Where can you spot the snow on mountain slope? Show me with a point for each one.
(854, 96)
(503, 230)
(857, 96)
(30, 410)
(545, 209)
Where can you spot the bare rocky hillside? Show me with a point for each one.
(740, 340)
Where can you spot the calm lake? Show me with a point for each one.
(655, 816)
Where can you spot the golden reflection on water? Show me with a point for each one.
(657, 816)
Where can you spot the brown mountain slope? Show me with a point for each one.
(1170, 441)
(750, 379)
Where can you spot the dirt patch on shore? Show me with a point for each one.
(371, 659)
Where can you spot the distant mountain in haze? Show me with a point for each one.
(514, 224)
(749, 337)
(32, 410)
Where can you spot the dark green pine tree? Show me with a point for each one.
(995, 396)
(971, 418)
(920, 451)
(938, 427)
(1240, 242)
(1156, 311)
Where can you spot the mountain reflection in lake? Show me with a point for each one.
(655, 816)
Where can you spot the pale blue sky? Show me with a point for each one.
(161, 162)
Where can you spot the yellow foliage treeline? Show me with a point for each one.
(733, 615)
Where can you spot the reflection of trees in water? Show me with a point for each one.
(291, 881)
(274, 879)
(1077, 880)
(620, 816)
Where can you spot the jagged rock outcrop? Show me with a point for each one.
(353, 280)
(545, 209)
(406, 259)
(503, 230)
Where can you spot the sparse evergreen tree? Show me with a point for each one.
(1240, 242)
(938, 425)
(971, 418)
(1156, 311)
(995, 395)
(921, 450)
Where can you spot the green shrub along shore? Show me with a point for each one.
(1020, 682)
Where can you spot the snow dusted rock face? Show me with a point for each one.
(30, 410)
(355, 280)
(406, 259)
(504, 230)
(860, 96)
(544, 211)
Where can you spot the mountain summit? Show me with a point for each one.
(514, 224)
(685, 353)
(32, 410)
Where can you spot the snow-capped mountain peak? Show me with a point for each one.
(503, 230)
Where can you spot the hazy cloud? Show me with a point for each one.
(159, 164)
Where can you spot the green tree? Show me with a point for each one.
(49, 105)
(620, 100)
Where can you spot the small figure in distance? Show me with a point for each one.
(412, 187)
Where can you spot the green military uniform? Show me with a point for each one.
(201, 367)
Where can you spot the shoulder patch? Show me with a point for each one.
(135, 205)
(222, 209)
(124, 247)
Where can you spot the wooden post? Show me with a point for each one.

## What the exercise asks
Copy each entry exactly, with nothing added or dropped.

## Task answer
Where can you spot the snow on mountain slope? Show me with a point for each one.
(854, 96)
(503, 230)
(857, 96)
(30, 410)
(545, 209)
Where can you spot the bare rocky hillside? Show me with a point for each one.
(740, 340)
Where can you spot the calm lake? Show me with a point for each one.
(655, 816)
Where can you spot the golden reflection on water? Show me with a point for each one.
(657, 816)
Where can you spot the brown mountain slope? Show me with a point for each one.
(1170, 441)
(750, 379)
Where can you spot the dirt patch on shore? Show me with a point for each one.
(371, 659)
Where can you spot the distant mountain in haze? Show me with a point for each one.
(514, 224)
(749, 337)
(32, 410)
Where can you spot the dark green pine tree? Show me with a point for each one.
(995, 396)
(971, 418)
(920, 451)
(938, 427)
(1240, 242)
(1156, 311)
Where can you spot the mountain reflection in lake? Show me with a point for each one.
(655, 816)
Where can you spot the pale blue sky? Show me with a point for each one.
(161, 162)
Where can you spot the yellow foliage treeline? Show me with a point for each one.
(733, 615)
Where can you spot the reflection of trees in water? Show me with a point for each one.
(291, 881)
(274, 879)
(1077, 880)
(620, 816)
Where can you spot the jagged rock outcrop? Show me with a point for each one.
(353, 280)
(545, 209)
(406, 259)
(503, 230)
Where can you spot the sparse evergreen tree? Show me with a point for each one.
(1240, 242)
(938, 425)
(971, 418)
(1156, 311)
(995, 395)
(921, 450)
Where can you spot the green shrub along shore? Show me with a point for each one.
(1020, 682)
Where can you spot the snow dusted rock face? Show me with a point for each one.
(30, 410)
(355, 280)
(406, 259)
(504, 230)
(860, 96)
(544, 211)
Where can you spot the mountain summit? Show me with a point for each one.
(514, 224)
(685, 353)
(32, 410)
Where can you spot the snow-capped mountain peak? Show me with a point for each one.
(503, 230)
Where can you spot the hazy cloud? Show me with a point for each one.
(159, 164)
Where can you spot the green tree? Show me with a point for each one.
(49, 105)
(620, 100)
Where can you spot the small figure in distance? Show me with a point for each one.
(412, 187)
Where can you spot the green military uniform? Show me with a point for each one.
(201, 367)
Where can you spot the shoulder patch? Show me with a point for each one.
(135, 205)
(222, 209)
(124, 247)
Where can you spot the wooden post? Show me with a point for each one.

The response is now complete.